THE TASK -
Give each line of the records again exactly and omit every picture.

··· SUPPLIED DATA ···

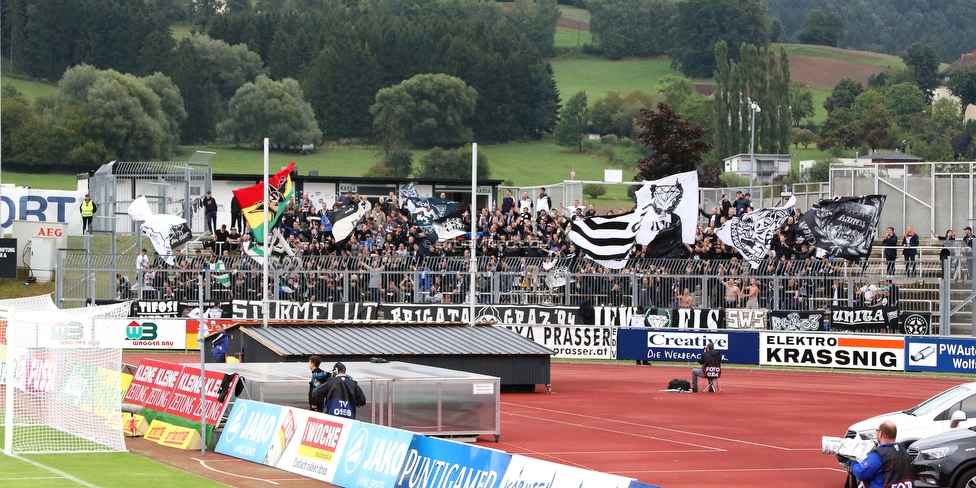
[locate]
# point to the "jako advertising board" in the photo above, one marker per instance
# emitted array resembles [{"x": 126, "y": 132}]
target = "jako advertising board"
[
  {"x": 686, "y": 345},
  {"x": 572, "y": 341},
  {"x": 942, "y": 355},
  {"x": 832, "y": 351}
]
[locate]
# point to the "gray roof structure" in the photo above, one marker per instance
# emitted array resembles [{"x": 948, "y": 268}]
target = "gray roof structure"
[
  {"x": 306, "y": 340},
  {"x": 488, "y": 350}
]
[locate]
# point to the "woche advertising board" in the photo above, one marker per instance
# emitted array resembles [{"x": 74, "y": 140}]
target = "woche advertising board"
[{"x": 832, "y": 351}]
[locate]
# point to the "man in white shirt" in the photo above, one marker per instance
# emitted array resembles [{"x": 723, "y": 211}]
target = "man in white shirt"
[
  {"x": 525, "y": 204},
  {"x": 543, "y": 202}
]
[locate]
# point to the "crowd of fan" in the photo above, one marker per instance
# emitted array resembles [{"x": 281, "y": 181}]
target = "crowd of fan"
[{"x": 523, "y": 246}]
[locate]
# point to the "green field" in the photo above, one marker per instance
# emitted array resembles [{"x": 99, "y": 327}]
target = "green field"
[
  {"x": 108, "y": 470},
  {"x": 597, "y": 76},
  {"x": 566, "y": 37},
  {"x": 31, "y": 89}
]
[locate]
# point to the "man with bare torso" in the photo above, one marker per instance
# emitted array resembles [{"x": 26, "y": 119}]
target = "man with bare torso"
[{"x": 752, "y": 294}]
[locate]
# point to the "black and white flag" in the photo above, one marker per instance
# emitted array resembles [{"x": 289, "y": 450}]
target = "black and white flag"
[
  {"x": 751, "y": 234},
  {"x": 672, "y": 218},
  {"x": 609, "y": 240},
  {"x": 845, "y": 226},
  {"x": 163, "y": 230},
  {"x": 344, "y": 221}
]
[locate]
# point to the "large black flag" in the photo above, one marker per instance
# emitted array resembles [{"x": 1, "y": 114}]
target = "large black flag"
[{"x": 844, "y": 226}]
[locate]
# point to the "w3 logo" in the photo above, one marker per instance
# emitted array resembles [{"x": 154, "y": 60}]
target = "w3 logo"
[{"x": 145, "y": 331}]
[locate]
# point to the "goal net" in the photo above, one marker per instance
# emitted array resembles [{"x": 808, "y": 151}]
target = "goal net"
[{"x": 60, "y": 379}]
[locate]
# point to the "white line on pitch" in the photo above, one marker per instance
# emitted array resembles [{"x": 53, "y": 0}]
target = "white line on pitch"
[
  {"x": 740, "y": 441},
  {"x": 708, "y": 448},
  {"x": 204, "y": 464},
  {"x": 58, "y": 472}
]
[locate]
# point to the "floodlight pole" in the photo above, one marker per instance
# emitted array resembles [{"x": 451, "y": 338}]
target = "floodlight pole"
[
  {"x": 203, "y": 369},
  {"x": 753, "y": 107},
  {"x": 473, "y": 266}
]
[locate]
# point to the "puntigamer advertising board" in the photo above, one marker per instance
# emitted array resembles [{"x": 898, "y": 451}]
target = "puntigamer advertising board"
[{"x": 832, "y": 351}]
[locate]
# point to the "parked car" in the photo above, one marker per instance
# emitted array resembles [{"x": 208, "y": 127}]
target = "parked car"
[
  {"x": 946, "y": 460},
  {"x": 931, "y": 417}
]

···

WRITTEN SOLUTION -
[locate]
# point to the "jako advertising board" in the photo above, one marker per instance
# emitted array resembles [{"x": 126, "y": 132}]
target = "jako advertising board"
[
  {"x": 686, "y": 345},
  {"x": 572, "y": 341},
  {"x": 942, "y": 355},
  {"x": 832, "y": 351}
]
[locate]
# point to the "gray roof structure" in the photo above, one marker per instance
# emitted array resembles [{"x": 948, "y": 268}]
target = "gray roof structure"
[
  {"x": 306, "y": 340},
  {"x": 488, "y": 350}
]
[locate]
# point to the "woche advertising board" in the photo above, one marker per instance
# emitted array resembles [{"x": 74, "y": 140}]
target = "woche advertising board"
[{"x": 832, "y": 351}]
[locate]
# point to the "man in white shirt" in the photo above, one marker per instance
# emitted array resembles [{"x": 723, "y": 211}]
target = "man in white shirt"
[
  {"x": 525, "y": 204},
  {"x": 543, "y": 202}
]
[locate]
# point to the "crowd of fan" in the photo above, one marker per instance
# emitted array resembles [{"x": 281, "y": 181}]
target = "crowd of fan"
[{"x": 523, "y": 246}]
[locate]
# point to the "green field" in the photo above, one marker per instance
# emitted array resembles [{"x": 99, "y": 327}]
target = "green field"
[
  {"x": 108, "y": 470},
  {"x": 597, "y": 76},
  {"x": 566, "y": 37},
  {"x": 31, "y": 89}
]
[locate]
# point to the "man with bare torso" in the photo above, one marker per instance
# emitted array resembles [{"x": 26, "y": 119}]
target = "man with bare torso"
[{"x": 752, "y": 294}]
[locate]
# point to the "black and white flag" in the photo above, one marker per instance
# emitted array resembles [{"x": 289, "y": 450}]
target = "black and white flag"
[
  {"x": 751, "y": 234},
  {"x": 672, "y": 218},
  {"x": 609, "y": 240},
  {"x": 845, "y": 226},
  {"x": 163, "y": 230},
  {"x": 344, "y": 221}
]
[locate]
# point to the "large black flag" in the photo above, one marker per instance
# emitted array resembles [{"x": 1, "y": 114}]
target = "large black flag"
[{"x": 844, "y": 226}]
[locate]
# point to the "w3 logo" in the photo above, one marker per instance
# emitted array resembles [{"x": 154, "y": 60}]
target = "w3 logo"
[{"x": 145, "y": 331}]
[locate]
# point to the "goal net" in the photo above, one marker per instance
# emitted array resembles [{"x": 808, "y": 151}]
target = "goal net"
[{"x": 60, "y": 379}]
[locate]
# point to the "white line on pitch" in the photo above, one marker per instance
# emitted array resembles [{"x": 53, "y": 0}]
target = "white line on pitch"
[
  {"x": 740, "y": 441},
  {"x": 708, "y": 448},
  {"x": 204, "y": 464},
  {"x": 58, "y": 472}
]
[locate]
# point to the "floodlight pole" in the photo above, one marker per instance
# emitted array resembles [{"x": 451, "y": 338}]
target = "floodlight pole"
[
  {"x": 203, "y": 369},
  {"x": 753, "y": 107},
  {"x": 473, "y": 266}
]
[locate]
# point to the "puntigamer advertising board" in the photo above, one marker per instance
# emitted array resembles [{"x": 898, "y": 451}]
target = "puntigamer advertising board"
[{"x": 832, "y": 351}]
[locate]
# point to the "parked car" in the photo above, one marker per instance
# emitted array resembles [{"x": 208, "y": 127}]
target = "parked car"
[
  {"x": 946, "y": 460},
  {"x": 931, "y": 417}
]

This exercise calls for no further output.